What to work on ->
Return the entries below in their exact form, leaving the pictures out.

━━━━━ Extracted data

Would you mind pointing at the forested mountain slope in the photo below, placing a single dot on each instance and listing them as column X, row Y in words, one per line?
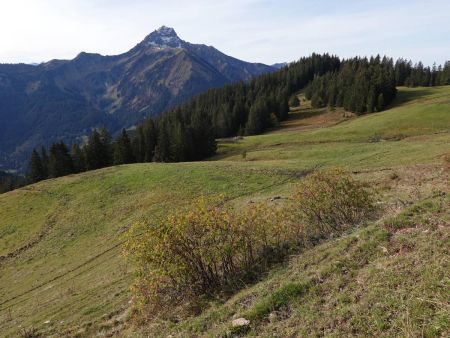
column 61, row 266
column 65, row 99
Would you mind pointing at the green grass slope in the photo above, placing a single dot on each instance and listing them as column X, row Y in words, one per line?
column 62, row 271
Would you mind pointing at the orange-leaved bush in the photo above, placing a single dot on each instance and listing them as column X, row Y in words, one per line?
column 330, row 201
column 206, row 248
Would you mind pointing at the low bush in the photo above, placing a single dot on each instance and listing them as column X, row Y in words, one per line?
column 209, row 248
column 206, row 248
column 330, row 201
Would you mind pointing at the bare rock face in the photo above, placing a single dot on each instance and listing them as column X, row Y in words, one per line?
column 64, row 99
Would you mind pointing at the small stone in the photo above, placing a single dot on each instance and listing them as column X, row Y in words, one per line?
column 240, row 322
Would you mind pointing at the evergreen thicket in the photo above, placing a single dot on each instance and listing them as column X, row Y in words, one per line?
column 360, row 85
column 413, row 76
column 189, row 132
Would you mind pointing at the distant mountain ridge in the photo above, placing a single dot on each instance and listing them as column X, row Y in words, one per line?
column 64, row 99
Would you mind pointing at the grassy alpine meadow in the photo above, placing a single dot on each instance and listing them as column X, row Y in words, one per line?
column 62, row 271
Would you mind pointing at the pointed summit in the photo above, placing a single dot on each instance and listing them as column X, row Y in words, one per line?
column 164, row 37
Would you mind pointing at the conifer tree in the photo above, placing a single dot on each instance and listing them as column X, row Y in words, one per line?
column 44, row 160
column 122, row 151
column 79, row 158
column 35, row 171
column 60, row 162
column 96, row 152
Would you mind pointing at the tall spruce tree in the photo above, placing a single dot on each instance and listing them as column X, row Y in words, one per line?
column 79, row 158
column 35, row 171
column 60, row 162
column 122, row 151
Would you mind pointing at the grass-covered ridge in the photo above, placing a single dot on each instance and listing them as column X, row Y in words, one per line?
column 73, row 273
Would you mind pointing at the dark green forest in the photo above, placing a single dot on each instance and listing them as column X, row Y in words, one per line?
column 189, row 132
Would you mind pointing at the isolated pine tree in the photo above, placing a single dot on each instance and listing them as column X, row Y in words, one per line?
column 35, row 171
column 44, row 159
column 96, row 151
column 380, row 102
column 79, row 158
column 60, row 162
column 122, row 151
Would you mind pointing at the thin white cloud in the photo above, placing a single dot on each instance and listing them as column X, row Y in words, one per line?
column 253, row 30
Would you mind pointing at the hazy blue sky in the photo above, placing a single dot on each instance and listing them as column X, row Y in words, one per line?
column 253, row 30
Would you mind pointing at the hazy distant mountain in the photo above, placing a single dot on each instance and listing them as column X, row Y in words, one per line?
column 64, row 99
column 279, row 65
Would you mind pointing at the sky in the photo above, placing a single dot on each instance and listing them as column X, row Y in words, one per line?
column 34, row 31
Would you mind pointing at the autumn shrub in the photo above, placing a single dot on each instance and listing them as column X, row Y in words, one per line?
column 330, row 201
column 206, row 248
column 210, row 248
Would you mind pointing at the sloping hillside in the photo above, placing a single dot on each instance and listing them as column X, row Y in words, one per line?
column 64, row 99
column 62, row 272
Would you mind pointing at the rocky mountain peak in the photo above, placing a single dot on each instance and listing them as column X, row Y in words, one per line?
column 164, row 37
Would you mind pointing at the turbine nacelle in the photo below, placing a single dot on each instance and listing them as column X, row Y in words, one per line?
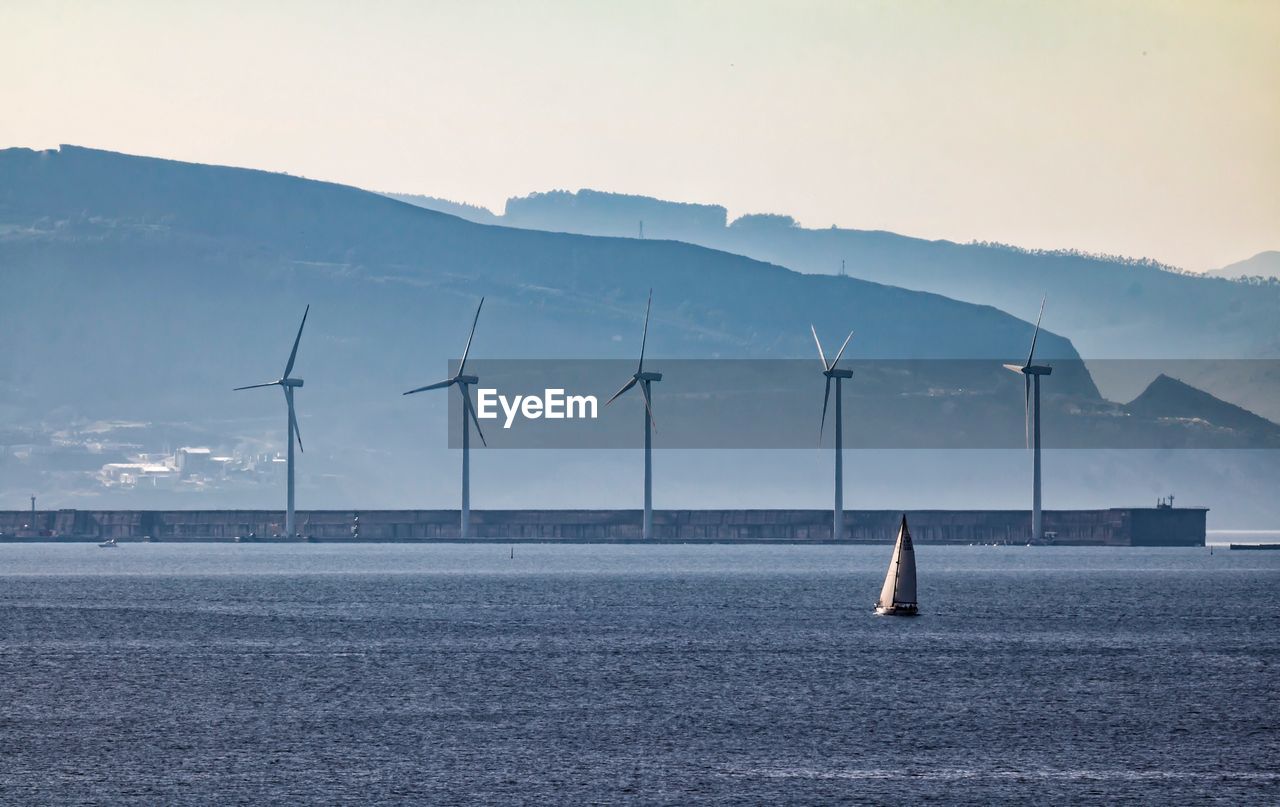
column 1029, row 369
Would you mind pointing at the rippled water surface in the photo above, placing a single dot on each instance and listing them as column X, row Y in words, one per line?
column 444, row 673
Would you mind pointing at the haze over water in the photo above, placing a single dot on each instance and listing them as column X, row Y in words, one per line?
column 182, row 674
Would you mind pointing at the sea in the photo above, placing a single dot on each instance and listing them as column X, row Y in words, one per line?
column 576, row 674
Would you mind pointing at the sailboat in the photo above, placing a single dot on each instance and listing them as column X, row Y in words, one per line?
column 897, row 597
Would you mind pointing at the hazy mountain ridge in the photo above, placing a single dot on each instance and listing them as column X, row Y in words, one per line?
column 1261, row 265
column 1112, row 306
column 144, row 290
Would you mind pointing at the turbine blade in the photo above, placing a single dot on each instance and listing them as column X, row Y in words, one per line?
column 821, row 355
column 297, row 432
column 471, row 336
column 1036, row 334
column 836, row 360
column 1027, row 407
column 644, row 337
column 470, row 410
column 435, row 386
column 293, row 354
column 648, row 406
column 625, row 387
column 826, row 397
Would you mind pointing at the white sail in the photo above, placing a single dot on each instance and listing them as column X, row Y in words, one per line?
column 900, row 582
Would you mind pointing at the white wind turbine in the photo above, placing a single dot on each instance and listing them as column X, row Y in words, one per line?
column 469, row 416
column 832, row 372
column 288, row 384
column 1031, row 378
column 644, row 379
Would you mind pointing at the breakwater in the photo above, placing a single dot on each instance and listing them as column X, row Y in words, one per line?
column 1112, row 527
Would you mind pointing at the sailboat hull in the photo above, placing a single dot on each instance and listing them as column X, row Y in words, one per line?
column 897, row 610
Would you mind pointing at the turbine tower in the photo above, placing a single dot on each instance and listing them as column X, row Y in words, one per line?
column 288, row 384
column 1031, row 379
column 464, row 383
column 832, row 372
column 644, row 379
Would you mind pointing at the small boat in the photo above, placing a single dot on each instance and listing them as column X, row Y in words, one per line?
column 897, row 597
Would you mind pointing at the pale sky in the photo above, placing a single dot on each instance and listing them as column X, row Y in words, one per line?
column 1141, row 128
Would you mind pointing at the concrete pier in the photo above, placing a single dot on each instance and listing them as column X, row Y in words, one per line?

━━━━━━━━━━

Written response ->
Would you mind pointing at the forested mountain slope in the photo below, placing a single dot on each instance and listing them as column X, row Y in words, one per line?
column 61, row 266
column 65, row 99
Would you mind pointing at the green grass slope in the photo above, placing a single dot on each instance and listing them as column X, row Y in words, one per line?
column 62, row 271
Would you mind pointing at the orange-leaved bush in the photo above, placing a single dot on each instance and listing them as column X, row Y in words, one per line?
column 330, row 201
column 206, row 248
Would you mind pointing at the low bush in the photo above, placing a single dot on each instance and listing them as column X, row Y in words, one per line?
column 209, row 248
column 206, row 248
column 330, row 201
Would you mind pointing at the bare rock face in the photo above, placing a single dot on each instance and listing them as column X, row Y in words, one per line?
column 64, row 99
Would you mind pointing at the small stone in the photo above, placing a single dot on each instance and listing them as column X, row Y in words, one per line?
column 240, row 322
Would you mind pointing at the evergreen thicket in the photo above, placing a single dot on each instance and listing them as column X, row Y in words, one per line?
column 360, row 85
column 413, row 76
column 189, row 132
Would you mind pointing at the distant mountain ridge in the photo above, placing a single dot on each instance and listing them as column X, row Y in words, one per line?
column 64, row 99
Would you mind pointing at the grassy alpine meadow in the photo above, placing a single dot on each instance and listing them as column X, row Y in words, one per line?
column 62, row 271
Would you mind pointing at the pointed summit in the photo above, placing a single dot on each instance and listing them as column X, row Y in words, one per line?
column 164, row 37
Would you mind pointing at the conifer tree in the photo above, placing a single dot on each instance and listing them as column X, row Y in words, one per line?
column 44, row 160
column 122, row 151
column 79, row 158
column 35, row 171
column 60, row 162
column 96, row 152
Would you mind pointing at the tall spruce tree in the photo above, placing a single dot on each instance and listing them as column X, row Y in words, one per line?
column 79, row 158
column 35, row 171
column 60, row 162
column 122, row 151
Would you mind pointing at the grass-covered ridge in the photo above, placing a single dot on each instance and listing them as column X, row Y in words, one per line?
column 73, row 273
Would you mind pointing at the dark green forest in the photo above, placing a single dot on each instance and listing them as column X, row Y in words, one per line?
column 189, row 132
Would you mind pointing at the isolated pine tree in the photo above, placing a single dot on each instance and listing them as column X, row Y in words, one per line?
column 35, row 171
column 44, row 159
column 96, row 151
column 380, row 102
column 79, row 158
column 60, row 162
column 122, row 151
Would you mind pointing at the thin white cloud in the photo above, placing a single dot on each instance and listing them as column X, row Y in words, one per line?
column 253, row 30
Would you mind pointing at the hazy blue sky in the photo above, placing a single dot on each instance and listing them as column X, row Y in words, one per line?
column 253, row 30
Would you mind pointing at the hazy distant mountain in the photo above, placing a single dot on each instance and listing them as column X, row Y in words, one per line?
column 64, row 99
column 279, row 65
Would you mind pointing at the sky in the photo above, placing a single dot on each instance and listing them as column X, row Y in words, one per line?
column 34, row 31
Would you mind pointing at the autumn shrub in the photo above, placing a single dot on each instance and listing them as column X, row Y in words, one per line?
column 330, row 201
column 206, row 248
column 210, row 248
Would you mind pointing at the sloping hillside in the photo above, placing a single dot on each instance and listing them as column X, row Y in words, one per line?
column 64, row 99
column 62, row 272
Would you mind pointing at the rocky mountain peak in the photo above, placing a single dot on each instance and listing them as column X, row Y in words, one per line?
column 164, row 37
Would you mind pointing at the turbine nacelle in the photo below, placing a single dot on each instance and listing them as column X, row Y in words, one per line?
column 1029, row 369
Would you mind pointing at the rippled water surface in the photo above, placing a single dot on each instance and listing them as column X, row Y in words, one per line?
column 444, row 673
Would you mind pointing at the haze over water in the photo above, placing a single dot on each instance and listing them as column X, row Y in words, one per line?
column 182, row 674
Would you mind pointing at the sea in the photo above, placing a single dot on each instance and listing them as column X, row Y in words, one per line?
column 576, row 674
Would you mind pointing at the sailboat in the photo above, placing a single dot on each instance and listing them as column X, row Y in words, one per line?
column 897, row 597
Would you mind pointing at the hazy mountain ridge in the photo above, placing a single dot on each instance and listing them as column X, row Y in words, one per line?
column 1261, row 265
column 1112, row 306
column 144, row 290
Would you mind pointing at the turbine blade in the photo above, placing a single dot on each instance and listing them as column X, row Y in words, one per line?
column 821, row 355
column 297, row 432
column 471, row 336
column 1036, row 334
column 836, row 360
column 1027, row 407
column 644, row 337
column 470, row 410
column 435, row 386
column 293, row 354
column 648, row 406
column 625, row 387
column 826, row 397
Would you mind pointing at the white sail in the photo above, placing a single dot on each instance and listing them as column X, row Y in words, one per line?
column 900, row 582
Would you mind pointing at the white wind turbine in the photo above, placing a single dot on each instance and listing them as column X, row Y in words, one per line?
column 469, row 416
column 832, row 372
column 288, row 384
column 1031, row 378
column 644, row 379
Would you mind pointing at the breakwater in the photo above, placing a single dot on each instance and listing them as column X, row Y in words, one per line?
column 1112, row 527
Would you mind pointing at the sailboat hull in the photo above, placing a single dot on each instance and listing them as column X, row Y in words, one per line?
column 897, row 610
Would you mind pointing at the turbine tower in the photo above, placing a single dot on each instance and listing them as column X, row Y in words, one per line?
column 288, row 384
column 1031, row 379
column 464, row 383
column 832, row 372
column 644, row 379
Would you mind pointing at the small boat in the photo above, placing a single dot on each instance and listing them as column X, row Y in words, one per line?
column 897, row 597
Would you mind pointing at the pale sky in the photo above, placing a single dot on each instance and listing them as column X, row Y in words, one per line?
column 1141, row 128
Would you mind pointing at the concrete pier in the photo above, placing a single dot on each instance and listing them as column X, row Y in words, one per line?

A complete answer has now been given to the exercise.